◆ Page extract
↓

When we study the Bible, we unconsciously place particular cultural values in a sacred position, with the result that, in order to uphold gender values that were in force in some culture, we maintain that the Bible has these unchangeable teachings on principle. Such a method only serves to continually diminish the abundance of the Bible and forcefully unify the varied voices of the Bible. This limits Christians'intellectual exploration of and interest in pursuing the world of the Bible.9
3 The Predicament of Modern Christian Women and the Way Out
Along with reform and opening and economic development in China, people are moving from being closed-in towards liberty, from poverty to abundance, and at the same time, values and ethics are also undergoing continual transformation. Marriage and family is the most fundamental social unit and its sensitivity to these changes means it is the first to be affected and dissolve. The divorce rate has not come down, but continues to rise and a substantial number of extra-marital affairs lead to the breakup of families. When marriage is under attack, it is women who are in the weakest position. The instability of modern marriage means that women cannot rely on their husbands forever. Women must be strong and independent and seek their own worth and status. There are many women in the Bible who can serve as models.
Hebrew society was a male-oriented society and for the most part women were not entered in the tribal or family records. But four women appear in Jesus'lineage, which means they are out of the norm. I think the reason these women won recognition was precisely because of their strength and independence, their unwavering characters and aspirations.

↑

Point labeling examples
↓

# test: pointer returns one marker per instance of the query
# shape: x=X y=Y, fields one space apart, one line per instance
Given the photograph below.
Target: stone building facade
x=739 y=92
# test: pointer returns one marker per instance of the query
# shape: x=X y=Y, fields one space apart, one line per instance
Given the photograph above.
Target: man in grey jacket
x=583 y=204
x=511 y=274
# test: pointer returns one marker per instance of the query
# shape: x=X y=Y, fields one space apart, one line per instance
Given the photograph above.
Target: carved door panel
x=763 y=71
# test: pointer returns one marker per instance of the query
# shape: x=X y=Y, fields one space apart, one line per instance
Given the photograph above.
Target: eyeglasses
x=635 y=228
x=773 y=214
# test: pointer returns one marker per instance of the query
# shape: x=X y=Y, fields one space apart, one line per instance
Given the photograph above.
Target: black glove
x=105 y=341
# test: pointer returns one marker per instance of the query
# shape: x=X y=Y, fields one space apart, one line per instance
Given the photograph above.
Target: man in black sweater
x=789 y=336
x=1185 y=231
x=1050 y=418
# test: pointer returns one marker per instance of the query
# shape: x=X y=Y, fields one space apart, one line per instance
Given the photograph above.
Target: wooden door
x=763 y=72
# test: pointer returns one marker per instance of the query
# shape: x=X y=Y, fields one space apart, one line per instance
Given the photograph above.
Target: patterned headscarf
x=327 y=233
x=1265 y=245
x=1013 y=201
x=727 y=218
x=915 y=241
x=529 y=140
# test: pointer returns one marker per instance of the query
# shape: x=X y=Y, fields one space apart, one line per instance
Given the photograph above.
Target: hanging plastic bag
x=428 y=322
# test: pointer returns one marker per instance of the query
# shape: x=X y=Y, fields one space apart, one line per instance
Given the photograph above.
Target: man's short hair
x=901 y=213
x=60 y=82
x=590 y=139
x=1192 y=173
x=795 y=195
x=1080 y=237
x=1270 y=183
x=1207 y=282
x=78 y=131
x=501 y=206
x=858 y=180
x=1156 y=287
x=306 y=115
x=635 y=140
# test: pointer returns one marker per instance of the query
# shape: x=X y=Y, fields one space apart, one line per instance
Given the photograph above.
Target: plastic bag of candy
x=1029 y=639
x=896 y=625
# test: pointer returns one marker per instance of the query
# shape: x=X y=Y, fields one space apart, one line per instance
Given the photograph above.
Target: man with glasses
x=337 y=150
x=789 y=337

↑

Reproduce the passage on women in the Bible and modern Christian women word for word, from start to finish. This material was drawn from a separate source.

◆ Exercise response
When we study the Bible, we unconsciously place particular cultural values in a sacred position, with the result that, in order to uphold gender values that were in force in some culture, we maintain that the Bible has these unchangeable teachings on principle. Such a method only serves to continually diminish the abundance of the Bible and forcefully unify the varied voices of the Bible. This limits Christians'intellectual exploration of and interest in pursuing the world of the Bible.9
3 The Predicament of Modern Christian Women and the Way Out
Along with reform and opening and economic development in China, people are moving from being closed-in towards liberty, from poverty to abundance, and at the same time, values and ethics are also undergoing continual transformation. Marriage and family is the most fundamental social unit and its sensitivity to these changes means it is the first to be affected and dissolve. The divorce rate has not come down, but continues to rise and a substantial number of extra-marital affairs lead to the breakup of families. When marriage is under attack, it is women who are in the weakest position. The instability of modern marriage means that women cannot rely on their husbands forever. Women must be strong and independent and seek their own worth and status. There are many women in the Bible who can serve as models.
Hebrew society was a male-oriented society and for the most part women were not entered in the tribal or family records. But four women appear in Jesus'lineage, which means they are out of the norm. I think the reason these women won recognition was precisely because of their strength and independence, their unwavering characters and aspirations.